→ TAREAS ESCRITAS:
A) Extrae del texto sobre la mexicanidad el fragmento que comienza en "Conciencia derramada" y termina en "Virgen de Guadalupe.".
B) Según el tuit citado en el texto sobre la mexicanidad, ¿qué personaje histórico es menos ícono nacional que Lady tacos de canasta?

━━━━━ TEXTO DEL DOCUMENTO ━━━━━

Conciencia derramada

Tacos, nacos y agachados

/por Tania Rivera/

 

Hace unos días un amigo twitteó lo siguiente: “No se metan con Lady tacos de canasta, es más ícono nacional que Miguel Hidalgo” y, aunque a nuestro mexicanismo exacerbado resuelto a salir en las fechas patrias le moleste admitirlo, no puedo estar más de acuerdo con este sabio del reino del pajarito azul: nos guste o no, nuestra proximidad es mayor a esa vendedora ambulante de antojitos  que a ese cura de rostro severo siempre sosteniendo su estandarte de la Virgen de Guadalupe.

 

          México es una nación construida a partir de mártires y héroes —como bien mencionó nuestra no-primera dama cuando nos recordó a la incorruptible Leona Vicario—, pues después de la independencia era más sencillo subirnos a los hombros de gigantes inventados que fabricar la mexicanidad de la nada. Pero no se trata únicamente de que nos acercaran al cielo y nos equipararan con los países ya constituidos, sino que el mexicano tenía que pararse frente al mundo seguro de quién era. Por ello nos vestimos de los despojos que habían quedado después de la revolución del padre Hidalgo: nos sentimos indígenas amantes del maíz, el chile y el frijol; nos vestimos de manta y tomamos pulque; cantamos a Tonantzin y recibimos, amorosos, los rayos de Tonatiuh.

 

          Y aunque todo lo anterior puede hacer que se hinche el pecho de orgullo, en la práctica sabemos que estas palabras suelen quedar inmortalizadas en los grandes discursos oficiales y no trascender de allí. Es fácil hablar de los marginados siempre y cuando se queden circunscritos en la zona que les corresponde, incluso exaltar las cualidades de esta raza de bronce. Pero cuando a alguno se le ocurre acercarse al Centro Histórico de la Ciudad de los Palacios, termina con su medio de vida arrojado a la acera, como la ya mencionada Lady Tacos de Canasta o como aquella anciana vendedora de hierbas.

━━━━━ INFORMACIÓN PROPORCIONADA ━━━━━

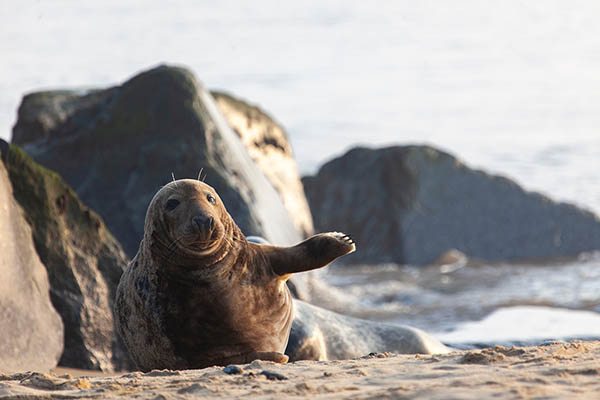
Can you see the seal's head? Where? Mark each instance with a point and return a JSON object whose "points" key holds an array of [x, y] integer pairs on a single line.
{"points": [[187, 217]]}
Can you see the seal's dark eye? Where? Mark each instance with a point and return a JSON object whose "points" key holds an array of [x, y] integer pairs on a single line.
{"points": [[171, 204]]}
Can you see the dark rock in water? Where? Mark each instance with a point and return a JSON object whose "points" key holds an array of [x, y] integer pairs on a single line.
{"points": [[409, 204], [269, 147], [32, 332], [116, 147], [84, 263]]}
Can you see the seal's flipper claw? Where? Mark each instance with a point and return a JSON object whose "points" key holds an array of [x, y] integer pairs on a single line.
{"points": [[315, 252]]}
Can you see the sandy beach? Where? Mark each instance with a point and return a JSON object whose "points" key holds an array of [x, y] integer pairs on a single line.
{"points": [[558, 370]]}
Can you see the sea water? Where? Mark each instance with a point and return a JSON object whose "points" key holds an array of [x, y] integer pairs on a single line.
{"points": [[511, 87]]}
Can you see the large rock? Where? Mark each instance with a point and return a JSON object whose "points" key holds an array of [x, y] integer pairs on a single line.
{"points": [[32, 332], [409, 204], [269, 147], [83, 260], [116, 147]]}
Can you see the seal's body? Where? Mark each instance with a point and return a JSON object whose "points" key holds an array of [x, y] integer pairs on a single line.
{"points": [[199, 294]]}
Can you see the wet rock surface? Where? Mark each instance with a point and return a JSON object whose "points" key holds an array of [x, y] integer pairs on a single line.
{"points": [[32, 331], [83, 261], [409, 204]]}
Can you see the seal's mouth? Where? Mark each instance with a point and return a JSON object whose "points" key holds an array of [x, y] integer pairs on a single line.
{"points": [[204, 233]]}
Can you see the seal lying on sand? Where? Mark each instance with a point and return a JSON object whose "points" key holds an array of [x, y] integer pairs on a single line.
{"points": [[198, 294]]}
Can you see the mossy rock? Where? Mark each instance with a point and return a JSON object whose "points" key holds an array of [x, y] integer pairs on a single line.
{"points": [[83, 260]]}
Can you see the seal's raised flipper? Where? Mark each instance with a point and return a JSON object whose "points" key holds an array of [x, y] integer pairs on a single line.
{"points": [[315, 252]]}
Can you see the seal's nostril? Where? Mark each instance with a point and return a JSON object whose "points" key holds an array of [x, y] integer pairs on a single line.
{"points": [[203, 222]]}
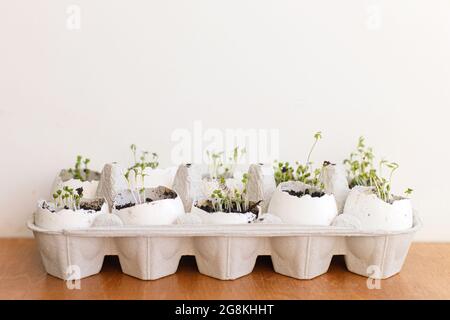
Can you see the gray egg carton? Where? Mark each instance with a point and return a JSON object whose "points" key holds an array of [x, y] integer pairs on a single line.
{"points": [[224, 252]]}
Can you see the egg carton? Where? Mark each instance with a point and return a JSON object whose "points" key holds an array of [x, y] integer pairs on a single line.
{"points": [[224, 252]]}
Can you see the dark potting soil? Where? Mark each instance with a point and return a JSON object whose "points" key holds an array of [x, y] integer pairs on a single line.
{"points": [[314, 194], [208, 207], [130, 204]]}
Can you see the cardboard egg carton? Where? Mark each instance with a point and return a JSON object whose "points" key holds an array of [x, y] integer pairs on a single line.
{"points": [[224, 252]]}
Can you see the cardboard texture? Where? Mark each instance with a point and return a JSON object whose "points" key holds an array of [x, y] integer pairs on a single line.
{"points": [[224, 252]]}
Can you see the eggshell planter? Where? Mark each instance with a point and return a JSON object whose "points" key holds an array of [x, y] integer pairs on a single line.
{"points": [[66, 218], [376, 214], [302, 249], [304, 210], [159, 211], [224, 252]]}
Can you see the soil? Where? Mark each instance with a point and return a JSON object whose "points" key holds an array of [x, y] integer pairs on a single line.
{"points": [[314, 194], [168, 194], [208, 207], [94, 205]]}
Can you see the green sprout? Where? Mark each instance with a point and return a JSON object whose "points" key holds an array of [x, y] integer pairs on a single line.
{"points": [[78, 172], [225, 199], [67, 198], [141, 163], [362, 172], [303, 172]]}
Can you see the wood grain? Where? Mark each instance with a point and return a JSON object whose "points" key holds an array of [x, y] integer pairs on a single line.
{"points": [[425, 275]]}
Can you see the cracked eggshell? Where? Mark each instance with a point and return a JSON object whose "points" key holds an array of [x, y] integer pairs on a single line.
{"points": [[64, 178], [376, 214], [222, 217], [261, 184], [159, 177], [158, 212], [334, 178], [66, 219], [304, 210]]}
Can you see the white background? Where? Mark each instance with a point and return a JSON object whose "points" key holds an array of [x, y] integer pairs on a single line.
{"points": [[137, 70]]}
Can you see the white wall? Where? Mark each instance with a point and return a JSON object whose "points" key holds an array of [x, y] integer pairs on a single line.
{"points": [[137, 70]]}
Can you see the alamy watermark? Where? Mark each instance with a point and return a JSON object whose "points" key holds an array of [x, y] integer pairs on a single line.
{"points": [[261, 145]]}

━━━━━

→ RESPUESTAS POR TAREA:
A)
Conciencia derramada

Tacos, nacos y agachados

/por Tania Rivera/

 

Hace unos días un amigo twitteó lo siguiente: “No se metan con Lady tacos de canasta, es más ícono nacional que Miguel Hidalgo” y, aunque a nuestro mexicanismo exacerbado resuelto a salir en las fechas patrias le moleste admitirlo, no puedo estar más de acuerdo con este sabio del reino del pajarito azul: nos guste o no, nuestra proximidad es mayor a esa vendedora ambulante de antojitos  que a ese cura de rostro severo siempre sosteniendo su estandarte de la Virgen de Guadalupe.

B) Miguel Hidalgo.